Requirements
Render the stretch of material from the line that contains "Locate the awning;" through the line that contains "pixel 587 593", both ends included, as a JSON list of strings with one string per line and blank lines omitted.
* Start Records supplied *
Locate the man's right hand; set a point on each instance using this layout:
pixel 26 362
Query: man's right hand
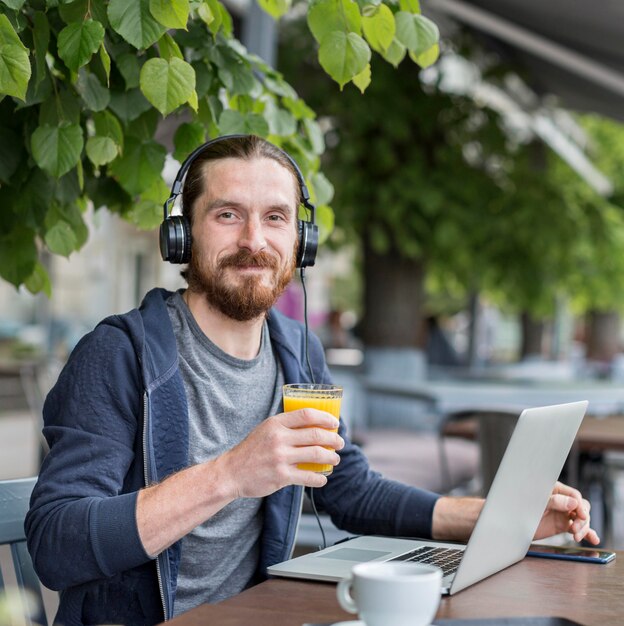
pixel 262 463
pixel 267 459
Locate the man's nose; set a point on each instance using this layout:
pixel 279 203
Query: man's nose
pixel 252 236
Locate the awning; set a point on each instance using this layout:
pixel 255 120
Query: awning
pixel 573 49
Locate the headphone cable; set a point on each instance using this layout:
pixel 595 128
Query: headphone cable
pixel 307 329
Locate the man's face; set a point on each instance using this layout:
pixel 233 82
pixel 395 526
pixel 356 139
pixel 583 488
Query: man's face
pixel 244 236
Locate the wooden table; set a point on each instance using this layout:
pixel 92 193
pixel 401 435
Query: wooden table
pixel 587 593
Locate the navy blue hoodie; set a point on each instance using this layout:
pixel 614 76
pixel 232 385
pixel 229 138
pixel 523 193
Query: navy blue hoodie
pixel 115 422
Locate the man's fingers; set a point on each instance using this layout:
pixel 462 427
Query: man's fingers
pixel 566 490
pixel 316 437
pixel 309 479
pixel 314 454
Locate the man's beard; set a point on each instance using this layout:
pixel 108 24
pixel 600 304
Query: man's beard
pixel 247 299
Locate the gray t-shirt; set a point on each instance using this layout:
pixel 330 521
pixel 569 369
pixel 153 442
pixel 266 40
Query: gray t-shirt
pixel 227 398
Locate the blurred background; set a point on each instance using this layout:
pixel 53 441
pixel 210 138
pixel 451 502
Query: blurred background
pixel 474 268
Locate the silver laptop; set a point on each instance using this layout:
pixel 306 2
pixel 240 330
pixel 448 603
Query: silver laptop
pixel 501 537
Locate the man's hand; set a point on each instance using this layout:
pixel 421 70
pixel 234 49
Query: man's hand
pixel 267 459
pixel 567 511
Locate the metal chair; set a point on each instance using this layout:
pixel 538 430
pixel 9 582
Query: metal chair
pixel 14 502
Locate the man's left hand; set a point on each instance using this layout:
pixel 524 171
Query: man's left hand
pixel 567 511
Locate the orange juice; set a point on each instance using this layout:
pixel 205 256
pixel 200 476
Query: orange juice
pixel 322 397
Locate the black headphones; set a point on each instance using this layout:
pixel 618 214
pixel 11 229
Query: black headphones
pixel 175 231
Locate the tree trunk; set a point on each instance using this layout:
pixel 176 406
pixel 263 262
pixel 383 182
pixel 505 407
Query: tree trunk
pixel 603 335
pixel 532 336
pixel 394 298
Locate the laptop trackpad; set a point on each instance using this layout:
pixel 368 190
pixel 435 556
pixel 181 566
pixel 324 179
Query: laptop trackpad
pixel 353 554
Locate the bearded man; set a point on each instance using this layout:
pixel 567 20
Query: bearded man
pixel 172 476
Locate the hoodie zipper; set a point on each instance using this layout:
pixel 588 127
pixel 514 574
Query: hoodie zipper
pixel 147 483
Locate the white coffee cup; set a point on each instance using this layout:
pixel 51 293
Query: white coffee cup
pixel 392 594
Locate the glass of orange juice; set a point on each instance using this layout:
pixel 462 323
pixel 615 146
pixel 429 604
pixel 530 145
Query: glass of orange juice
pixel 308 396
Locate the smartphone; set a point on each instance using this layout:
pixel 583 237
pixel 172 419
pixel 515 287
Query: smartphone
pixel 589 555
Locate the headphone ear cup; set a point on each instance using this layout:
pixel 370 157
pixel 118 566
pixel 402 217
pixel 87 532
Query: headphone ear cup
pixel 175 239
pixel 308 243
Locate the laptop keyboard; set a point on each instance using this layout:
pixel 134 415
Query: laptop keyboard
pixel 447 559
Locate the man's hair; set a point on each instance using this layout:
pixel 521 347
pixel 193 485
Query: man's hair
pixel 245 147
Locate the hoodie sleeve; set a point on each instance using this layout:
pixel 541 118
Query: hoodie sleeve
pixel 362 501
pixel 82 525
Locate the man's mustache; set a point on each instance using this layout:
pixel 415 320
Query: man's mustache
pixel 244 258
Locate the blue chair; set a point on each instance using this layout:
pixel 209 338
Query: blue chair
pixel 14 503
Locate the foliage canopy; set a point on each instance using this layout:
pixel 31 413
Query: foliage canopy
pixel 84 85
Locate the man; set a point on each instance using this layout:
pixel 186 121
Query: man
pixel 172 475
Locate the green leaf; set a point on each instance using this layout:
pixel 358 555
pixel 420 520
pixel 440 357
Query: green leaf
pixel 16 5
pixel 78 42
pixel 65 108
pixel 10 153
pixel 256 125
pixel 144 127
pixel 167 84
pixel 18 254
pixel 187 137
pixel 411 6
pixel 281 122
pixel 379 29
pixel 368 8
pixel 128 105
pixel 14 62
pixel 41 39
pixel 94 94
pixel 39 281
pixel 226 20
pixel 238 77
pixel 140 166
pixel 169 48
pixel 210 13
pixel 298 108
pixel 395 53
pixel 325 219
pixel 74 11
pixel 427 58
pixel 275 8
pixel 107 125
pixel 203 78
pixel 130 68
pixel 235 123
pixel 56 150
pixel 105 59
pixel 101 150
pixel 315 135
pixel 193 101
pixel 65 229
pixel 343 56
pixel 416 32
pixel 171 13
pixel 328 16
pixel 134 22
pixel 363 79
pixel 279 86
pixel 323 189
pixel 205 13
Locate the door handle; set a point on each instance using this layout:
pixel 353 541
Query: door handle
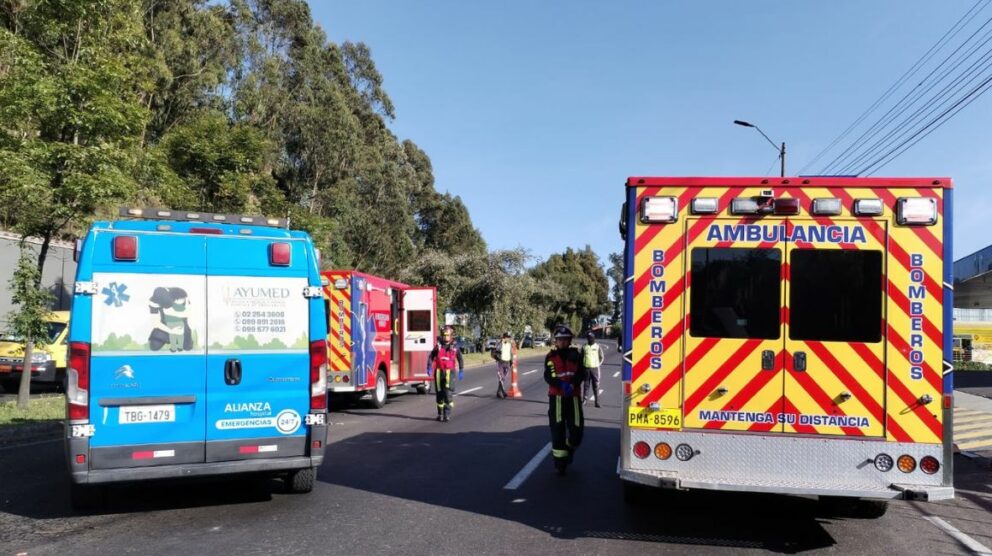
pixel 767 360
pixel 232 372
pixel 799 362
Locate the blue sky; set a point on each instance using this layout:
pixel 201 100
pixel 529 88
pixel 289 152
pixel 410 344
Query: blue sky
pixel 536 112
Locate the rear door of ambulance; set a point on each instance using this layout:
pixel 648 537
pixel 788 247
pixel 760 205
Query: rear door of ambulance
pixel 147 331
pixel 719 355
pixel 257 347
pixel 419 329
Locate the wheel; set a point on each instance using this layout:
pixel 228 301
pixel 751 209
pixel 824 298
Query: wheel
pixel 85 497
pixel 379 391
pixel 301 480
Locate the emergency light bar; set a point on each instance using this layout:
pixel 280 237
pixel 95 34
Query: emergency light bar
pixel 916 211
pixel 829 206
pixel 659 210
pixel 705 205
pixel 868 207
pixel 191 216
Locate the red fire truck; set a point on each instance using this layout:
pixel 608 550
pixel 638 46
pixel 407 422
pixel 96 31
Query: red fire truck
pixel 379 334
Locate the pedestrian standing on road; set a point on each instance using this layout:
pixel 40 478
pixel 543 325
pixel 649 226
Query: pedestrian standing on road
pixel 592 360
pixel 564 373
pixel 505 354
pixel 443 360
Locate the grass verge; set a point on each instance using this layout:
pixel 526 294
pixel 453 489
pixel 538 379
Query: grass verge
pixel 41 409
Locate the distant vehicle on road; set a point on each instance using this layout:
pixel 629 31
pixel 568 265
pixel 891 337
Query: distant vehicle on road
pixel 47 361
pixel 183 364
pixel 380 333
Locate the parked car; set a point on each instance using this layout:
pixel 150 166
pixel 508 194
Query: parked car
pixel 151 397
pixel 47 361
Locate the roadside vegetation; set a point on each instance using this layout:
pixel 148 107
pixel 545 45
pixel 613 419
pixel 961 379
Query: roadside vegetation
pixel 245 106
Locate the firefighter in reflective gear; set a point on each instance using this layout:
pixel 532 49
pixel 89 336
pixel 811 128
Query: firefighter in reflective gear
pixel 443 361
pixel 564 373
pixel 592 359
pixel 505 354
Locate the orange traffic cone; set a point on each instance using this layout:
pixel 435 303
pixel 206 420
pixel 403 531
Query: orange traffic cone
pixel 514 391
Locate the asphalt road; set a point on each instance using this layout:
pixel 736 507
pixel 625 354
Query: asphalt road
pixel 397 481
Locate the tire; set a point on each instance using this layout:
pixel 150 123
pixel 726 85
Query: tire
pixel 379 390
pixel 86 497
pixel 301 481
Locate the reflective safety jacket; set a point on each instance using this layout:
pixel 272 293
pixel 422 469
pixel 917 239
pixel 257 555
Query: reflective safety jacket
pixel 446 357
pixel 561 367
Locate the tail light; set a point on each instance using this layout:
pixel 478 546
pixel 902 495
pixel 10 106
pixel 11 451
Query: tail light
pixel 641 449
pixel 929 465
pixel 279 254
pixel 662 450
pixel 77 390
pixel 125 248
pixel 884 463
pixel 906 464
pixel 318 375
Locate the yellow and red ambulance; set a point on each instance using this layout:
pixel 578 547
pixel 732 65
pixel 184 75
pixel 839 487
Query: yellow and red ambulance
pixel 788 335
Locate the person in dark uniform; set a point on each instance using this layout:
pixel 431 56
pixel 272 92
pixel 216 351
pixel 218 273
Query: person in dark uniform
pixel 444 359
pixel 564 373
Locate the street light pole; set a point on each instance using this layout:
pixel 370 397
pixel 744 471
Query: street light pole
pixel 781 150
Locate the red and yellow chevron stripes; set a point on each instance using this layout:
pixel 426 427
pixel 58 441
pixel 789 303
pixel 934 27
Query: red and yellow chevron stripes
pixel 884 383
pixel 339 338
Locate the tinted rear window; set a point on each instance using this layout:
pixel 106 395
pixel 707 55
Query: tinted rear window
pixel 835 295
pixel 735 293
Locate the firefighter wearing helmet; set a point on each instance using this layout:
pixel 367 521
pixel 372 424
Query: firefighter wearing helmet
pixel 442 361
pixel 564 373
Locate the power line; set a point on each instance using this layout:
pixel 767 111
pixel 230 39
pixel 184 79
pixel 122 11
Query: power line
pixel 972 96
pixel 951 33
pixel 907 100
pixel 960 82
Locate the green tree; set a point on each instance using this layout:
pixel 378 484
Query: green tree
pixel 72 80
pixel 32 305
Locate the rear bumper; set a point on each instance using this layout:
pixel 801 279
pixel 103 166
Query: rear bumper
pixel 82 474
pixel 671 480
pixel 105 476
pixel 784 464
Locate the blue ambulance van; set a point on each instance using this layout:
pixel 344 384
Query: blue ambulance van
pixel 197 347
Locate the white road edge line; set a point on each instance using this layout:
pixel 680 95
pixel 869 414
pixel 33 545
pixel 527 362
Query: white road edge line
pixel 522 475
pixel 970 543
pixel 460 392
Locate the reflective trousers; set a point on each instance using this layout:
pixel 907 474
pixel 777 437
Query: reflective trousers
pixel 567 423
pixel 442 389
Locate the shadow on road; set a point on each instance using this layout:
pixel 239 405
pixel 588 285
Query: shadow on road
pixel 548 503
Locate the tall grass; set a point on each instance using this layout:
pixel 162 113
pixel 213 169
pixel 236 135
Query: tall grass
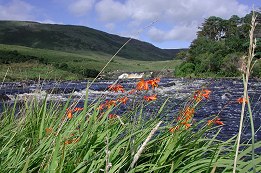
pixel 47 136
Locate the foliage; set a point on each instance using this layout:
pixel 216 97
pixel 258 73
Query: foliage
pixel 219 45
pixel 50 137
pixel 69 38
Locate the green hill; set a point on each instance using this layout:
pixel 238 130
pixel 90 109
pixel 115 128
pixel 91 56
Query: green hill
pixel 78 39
* End Records supplied *
Answer to this task
[
  "Locate the awning; set a point on each instance using this layout:",
  "pixel 255 120",
  "Query: awning",
  "pixel 573 49",
  "Locate the headphone cable; set a point on each instance using this layout:",
  "pixel 595 128",
  "Query: headphone cable",
  "pixel 307 329",
  "Locate the man's face; set a point on each instance using this layout:",
  "pixel 233 82",
  "pixel 395 526",
  "pixel 356 139",
  "pixel 583 488",
  "Query: man's face",
  "pixel 244 236",
  "Locate the wooden table; set a point on each instance using this layout:",
  "pixel 92 193",
  "pixel 401 435",
  "Query: wooden table",
  "pixel 587 593"
]